- _Excerpted data_:
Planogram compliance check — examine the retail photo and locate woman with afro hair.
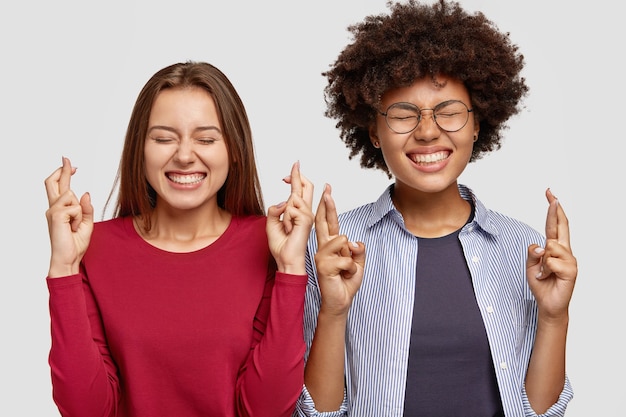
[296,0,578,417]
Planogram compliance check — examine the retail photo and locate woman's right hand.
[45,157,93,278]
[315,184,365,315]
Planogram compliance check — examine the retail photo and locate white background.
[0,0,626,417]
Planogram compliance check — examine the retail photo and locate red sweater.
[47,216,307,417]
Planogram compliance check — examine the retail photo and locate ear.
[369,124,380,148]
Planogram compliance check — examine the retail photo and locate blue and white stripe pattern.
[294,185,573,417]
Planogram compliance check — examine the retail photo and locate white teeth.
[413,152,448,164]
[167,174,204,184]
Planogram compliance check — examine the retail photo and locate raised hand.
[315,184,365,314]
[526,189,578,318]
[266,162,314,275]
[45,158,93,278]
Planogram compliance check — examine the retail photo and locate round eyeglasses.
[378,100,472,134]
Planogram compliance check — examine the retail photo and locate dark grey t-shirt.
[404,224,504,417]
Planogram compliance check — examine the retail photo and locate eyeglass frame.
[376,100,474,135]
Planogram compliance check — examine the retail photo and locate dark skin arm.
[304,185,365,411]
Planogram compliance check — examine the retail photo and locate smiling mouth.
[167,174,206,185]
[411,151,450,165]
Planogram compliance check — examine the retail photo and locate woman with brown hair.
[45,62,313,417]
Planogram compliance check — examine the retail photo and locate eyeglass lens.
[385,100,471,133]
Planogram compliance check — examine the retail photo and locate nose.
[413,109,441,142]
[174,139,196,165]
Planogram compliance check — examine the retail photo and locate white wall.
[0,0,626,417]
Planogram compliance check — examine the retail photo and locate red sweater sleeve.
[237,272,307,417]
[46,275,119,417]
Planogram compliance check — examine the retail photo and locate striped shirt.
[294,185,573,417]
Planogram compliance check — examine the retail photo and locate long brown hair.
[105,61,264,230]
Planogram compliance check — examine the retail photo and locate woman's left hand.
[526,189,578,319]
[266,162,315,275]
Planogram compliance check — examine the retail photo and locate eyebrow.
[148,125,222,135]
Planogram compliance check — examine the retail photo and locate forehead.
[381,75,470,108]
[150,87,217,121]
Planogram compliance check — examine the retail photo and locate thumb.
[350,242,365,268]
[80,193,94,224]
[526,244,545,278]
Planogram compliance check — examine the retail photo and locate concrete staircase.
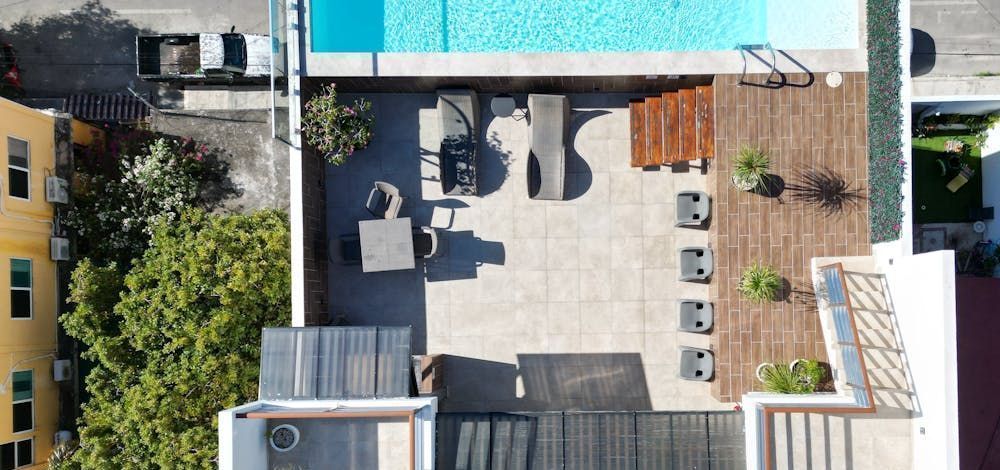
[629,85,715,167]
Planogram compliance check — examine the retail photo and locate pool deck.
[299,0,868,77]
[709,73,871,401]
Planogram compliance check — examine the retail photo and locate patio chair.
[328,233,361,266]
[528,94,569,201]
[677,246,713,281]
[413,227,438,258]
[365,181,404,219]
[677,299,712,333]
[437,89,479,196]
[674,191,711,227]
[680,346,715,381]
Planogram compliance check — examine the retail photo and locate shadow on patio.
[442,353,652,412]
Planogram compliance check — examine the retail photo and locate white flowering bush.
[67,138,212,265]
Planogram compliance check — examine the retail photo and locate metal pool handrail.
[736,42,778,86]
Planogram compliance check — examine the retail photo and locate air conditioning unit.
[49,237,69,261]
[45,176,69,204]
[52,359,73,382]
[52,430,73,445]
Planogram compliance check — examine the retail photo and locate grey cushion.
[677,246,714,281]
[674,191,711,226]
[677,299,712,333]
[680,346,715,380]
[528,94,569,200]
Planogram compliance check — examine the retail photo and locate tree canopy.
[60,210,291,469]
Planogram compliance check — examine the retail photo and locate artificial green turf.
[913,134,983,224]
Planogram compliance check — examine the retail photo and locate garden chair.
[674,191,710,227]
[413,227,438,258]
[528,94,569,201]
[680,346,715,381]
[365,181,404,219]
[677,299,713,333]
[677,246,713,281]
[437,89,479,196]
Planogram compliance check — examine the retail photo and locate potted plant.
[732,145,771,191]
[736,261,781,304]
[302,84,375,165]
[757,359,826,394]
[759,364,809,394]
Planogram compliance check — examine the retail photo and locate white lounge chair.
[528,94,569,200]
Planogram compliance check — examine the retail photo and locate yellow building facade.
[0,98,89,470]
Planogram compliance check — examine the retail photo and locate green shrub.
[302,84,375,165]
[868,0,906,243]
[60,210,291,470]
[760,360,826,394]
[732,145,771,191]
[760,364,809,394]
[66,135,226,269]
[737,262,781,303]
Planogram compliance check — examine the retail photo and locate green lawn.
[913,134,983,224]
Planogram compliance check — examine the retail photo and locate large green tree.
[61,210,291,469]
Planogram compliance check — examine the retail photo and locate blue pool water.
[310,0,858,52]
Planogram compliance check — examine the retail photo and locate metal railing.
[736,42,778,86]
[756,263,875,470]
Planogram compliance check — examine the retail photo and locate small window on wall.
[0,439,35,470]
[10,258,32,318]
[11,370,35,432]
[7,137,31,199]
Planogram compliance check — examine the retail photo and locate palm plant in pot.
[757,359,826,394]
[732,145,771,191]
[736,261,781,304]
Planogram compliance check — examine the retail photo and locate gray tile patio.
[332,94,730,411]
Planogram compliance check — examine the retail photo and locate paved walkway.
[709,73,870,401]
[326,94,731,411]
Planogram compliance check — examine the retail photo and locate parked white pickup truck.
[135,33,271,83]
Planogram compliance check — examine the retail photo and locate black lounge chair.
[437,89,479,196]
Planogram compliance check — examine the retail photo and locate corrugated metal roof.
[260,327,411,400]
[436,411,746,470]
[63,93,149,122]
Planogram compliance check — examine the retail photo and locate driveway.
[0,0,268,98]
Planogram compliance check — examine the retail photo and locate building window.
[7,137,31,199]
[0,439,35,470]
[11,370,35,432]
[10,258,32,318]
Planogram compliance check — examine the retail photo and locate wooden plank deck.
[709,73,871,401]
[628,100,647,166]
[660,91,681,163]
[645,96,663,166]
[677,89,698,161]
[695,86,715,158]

...

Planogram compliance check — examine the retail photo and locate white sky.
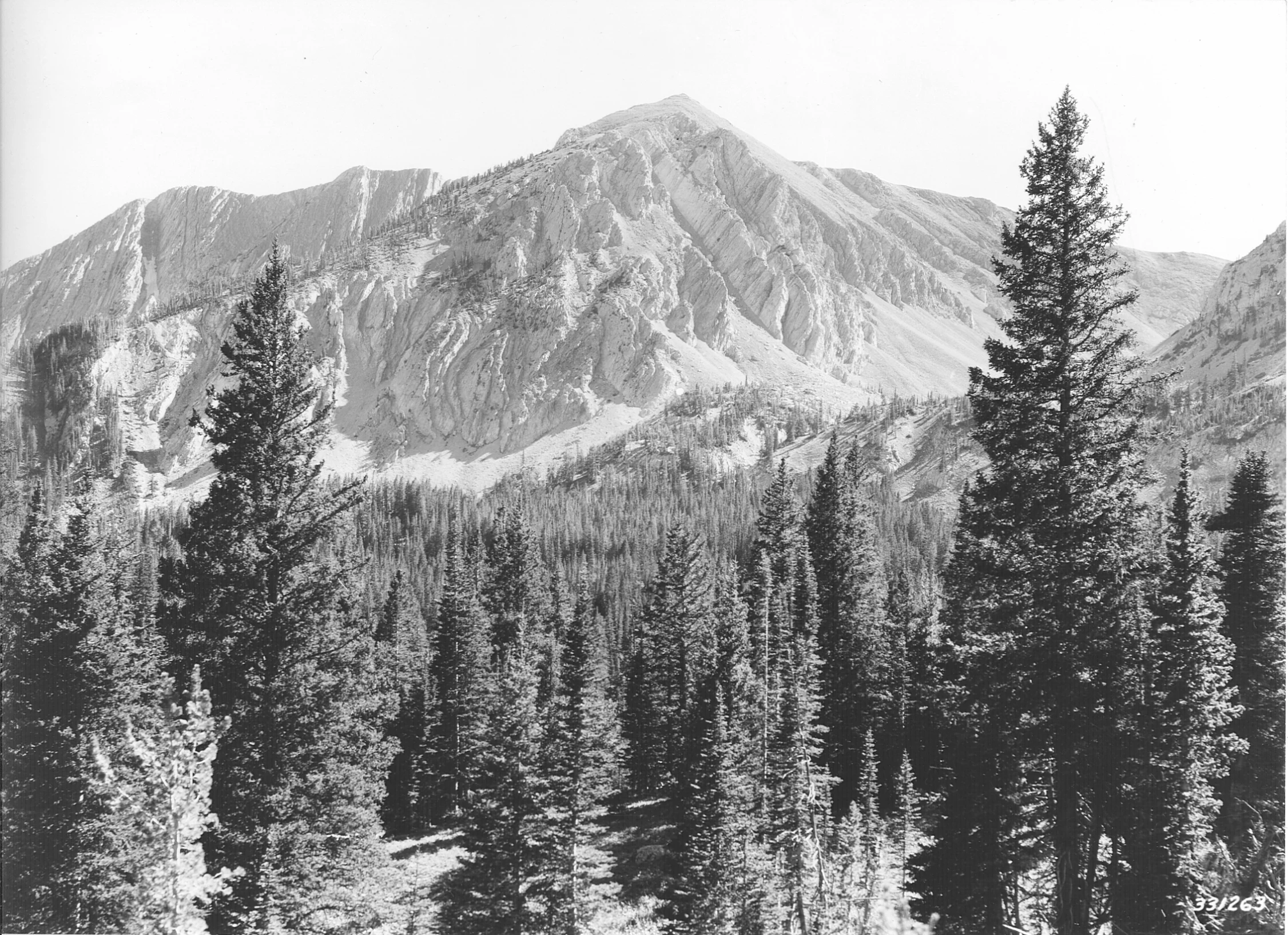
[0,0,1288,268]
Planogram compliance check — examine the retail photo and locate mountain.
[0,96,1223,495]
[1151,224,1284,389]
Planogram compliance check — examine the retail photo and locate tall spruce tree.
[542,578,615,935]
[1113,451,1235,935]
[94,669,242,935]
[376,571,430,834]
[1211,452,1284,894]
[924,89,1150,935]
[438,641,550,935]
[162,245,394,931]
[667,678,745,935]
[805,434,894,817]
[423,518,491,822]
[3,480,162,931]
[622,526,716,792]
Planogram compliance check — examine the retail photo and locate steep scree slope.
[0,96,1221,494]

==

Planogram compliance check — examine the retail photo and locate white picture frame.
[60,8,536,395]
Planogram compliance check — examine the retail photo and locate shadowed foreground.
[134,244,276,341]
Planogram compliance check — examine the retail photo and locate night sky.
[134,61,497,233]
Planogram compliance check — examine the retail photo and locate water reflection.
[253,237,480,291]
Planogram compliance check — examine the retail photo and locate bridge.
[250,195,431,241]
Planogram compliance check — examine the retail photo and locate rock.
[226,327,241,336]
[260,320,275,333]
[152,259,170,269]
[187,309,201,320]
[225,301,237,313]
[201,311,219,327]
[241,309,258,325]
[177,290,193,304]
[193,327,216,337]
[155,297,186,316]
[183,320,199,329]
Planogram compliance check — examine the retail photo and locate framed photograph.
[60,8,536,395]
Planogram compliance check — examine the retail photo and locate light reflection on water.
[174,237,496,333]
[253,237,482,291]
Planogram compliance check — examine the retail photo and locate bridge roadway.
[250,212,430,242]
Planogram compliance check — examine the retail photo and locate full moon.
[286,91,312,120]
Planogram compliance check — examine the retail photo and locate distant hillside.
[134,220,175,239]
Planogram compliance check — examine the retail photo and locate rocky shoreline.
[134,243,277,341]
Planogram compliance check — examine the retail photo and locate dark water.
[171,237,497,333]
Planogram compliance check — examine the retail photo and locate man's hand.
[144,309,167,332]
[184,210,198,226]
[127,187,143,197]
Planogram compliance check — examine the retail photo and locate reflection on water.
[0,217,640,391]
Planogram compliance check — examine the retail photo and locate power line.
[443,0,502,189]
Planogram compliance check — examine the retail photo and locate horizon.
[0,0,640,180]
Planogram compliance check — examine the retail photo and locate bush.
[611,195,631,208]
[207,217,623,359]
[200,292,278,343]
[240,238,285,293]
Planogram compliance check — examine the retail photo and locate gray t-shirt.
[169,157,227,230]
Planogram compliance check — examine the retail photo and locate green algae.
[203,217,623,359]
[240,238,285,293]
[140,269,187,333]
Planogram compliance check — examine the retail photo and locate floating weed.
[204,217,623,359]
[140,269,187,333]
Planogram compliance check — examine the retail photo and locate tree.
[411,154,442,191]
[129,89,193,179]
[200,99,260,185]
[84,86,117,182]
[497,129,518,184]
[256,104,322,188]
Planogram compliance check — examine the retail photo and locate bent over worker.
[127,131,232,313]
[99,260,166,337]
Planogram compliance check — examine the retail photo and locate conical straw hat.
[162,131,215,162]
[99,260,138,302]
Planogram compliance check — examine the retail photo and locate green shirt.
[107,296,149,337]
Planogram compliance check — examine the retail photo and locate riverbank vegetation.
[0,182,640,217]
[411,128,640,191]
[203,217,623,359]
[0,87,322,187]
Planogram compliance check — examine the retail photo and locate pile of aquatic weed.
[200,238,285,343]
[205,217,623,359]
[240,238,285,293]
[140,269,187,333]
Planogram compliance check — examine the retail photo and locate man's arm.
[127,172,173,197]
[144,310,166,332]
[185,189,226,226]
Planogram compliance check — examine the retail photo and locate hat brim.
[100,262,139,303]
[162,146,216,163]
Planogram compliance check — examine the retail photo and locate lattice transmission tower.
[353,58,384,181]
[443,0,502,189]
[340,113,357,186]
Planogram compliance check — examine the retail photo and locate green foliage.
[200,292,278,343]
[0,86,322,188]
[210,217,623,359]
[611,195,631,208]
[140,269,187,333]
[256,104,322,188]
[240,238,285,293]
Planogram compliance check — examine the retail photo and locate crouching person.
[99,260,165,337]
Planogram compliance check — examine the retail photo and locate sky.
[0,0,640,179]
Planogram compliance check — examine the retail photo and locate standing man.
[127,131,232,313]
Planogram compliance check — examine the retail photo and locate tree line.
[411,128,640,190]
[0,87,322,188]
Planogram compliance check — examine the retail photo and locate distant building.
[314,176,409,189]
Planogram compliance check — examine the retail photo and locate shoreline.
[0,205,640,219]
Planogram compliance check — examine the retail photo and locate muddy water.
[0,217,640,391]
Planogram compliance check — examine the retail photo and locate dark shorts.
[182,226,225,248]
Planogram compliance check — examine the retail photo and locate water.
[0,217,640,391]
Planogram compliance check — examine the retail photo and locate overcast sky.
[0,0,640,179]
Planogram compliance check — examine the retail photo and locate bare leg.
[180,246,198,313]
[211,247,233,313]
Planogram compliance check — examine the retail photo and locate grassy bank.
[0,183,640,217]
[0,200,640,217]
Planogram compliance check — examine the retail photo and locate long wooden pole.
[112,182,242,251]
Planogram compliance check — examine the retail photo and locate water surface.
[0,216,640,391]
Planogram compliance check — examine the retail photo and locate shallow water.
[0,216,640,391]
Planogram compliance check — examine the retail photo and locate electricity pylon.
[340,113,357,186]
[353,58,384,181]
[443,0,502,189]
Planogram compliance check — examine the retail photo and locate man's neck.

- _To be done_:
Reproduce the lines starting with the one that contains "steep scree slope." and ending with the one that contains "[0,96,1221,494]", including both of those lines, with no change to any character.

- _Result_:
Planogram compliance check — examine the retail photo and locate steep scree slope.
[0,96,1221,494]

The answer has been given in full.